*** Opening of PROVIDED TEXT ***

He continued speaking: "You will see many Deputies these days, not speaking of those of the opposition, that say that export taxes have to be suspended, and I say: if they are suspended, with what will we pay the foreign obligations of the Argentine people, with what will we pay for hospitals, for health?" he insisted. "They believe that we are swimming in a fiscal paradise (but) we are pulling together a little money here and a little money there " he said, before defending President Cristina.
The fiscal surplus, which was one of the pillars of the K-model, fell into crisis. As has the economic plan born in the devaluation of 2002. But on the fiscal flank, day to day, and yesterday again with the sanctioning of the complex export tax system, the resources of the State have fallen into the eye of the storm.
The public accounts reflect more surpluses "on paper" than genuine solvency and, if this year follows as analysts think it will, the situation could become complicated next March.
"There isn't a deficit because it doesn't include adjustable pensions, they appropriated the savings from the capitalization regime and, in the first months of this year, they counted as Treasury revenues the utilities of the Central Bank," said Jorge Colina, of IDESA. In this context, the push for export taxes left in evidence a symptom of fiscal weakness.
According to the latest official data about the national public sector's financial state, the fiscal surplus in the first five months of the year was 12 billion pesos. That's to say: in only six months it surpassed the level of the fiscal surplus for all of last year (9.3 billion) by 30%. According to IDESA, it's also because of spending that will be made with higher intensity in the second half, "don't let this be the so-called result in the midst of the farm sector crisis, rising subsidies and the certain deceleration of the economy."
Thus, the data would suggest that the fiscal surplus has been maintained thanks to transitory sustenance actions. In the exit from the 2002 crisis the "liquification" of spending, mostly salaries and pensions, played a fundamental role.
In 2006, the "liquification" of pensions for higher inflation was maintained, as the main sustainer of the public sector surplus was a gift from ANSeS. During 2007, the transfer of savings from the capitalization regime to the public distribution regime was decisive.
Pensions. This year, the "liquification" of pensions and retirement funds continued having a high impact on public finances. IDESA estimates that if ANSeS complied with the adjustability provided in the Constitution, the public spending would increase some 8 billion pesos. These "savings" by delaying pensions are counted as a surplus. However, the accumulation of court rulings against ANSeS indicated that this is treated as a mere postponement of an expense that will have to be dealt with.

*** Close of PROVIDED TEXT ***
*** Opening of EXERCISE DATA ***

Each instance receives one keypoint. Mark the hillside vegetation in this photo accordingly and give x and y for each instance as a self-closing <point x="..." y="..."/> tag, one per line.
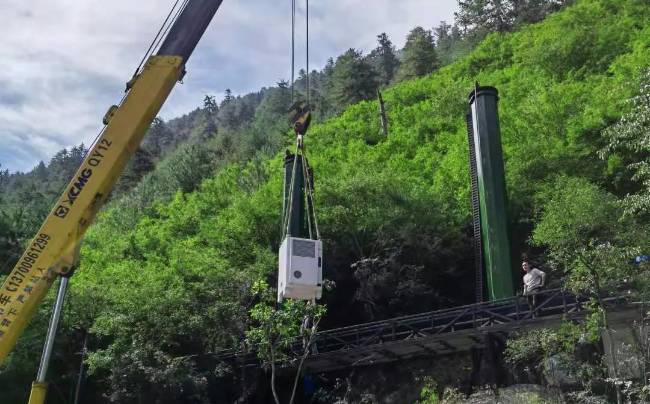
<point x="165" y="282"/>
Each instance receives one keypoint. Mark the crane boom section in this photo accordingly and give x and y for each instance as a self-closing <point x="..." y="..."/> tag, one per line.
<point x="26" y="286"/>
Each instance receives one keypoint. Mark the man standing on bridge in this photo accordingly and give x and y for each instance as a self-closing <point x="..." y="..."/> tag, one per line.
<point x="534" y="281"/>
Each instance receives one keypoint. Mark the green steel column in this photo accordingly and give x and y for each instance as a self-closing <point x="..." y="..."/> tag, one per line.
<point x="297" y="226"/>
<point x="492" y="192"/>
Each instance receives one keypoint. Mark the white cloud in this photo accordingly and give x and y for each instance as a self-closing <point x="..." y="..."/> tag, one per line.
<point x="64" y="62"/>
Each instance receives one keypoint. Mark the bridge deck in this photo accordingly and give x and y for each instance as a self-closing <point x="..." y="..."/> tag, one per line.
<point x="440" y="332"/>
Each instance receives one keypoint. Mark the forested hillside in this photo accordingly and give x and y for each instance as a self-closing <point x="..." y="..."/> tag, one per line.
<point x="167" y="272"/>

*** Close of EXERCISE DATA ***

-- DIRECTIONS --
Please answer from the article on Argentina's fiscal surplus: by how much does IDESA estimate public spending would increase if ANSeS complied with the adjustability provided in the Constitution? None of the entries is needed for what follows.

-- RESULT OF THE TASK --
Some 8 billion pesos.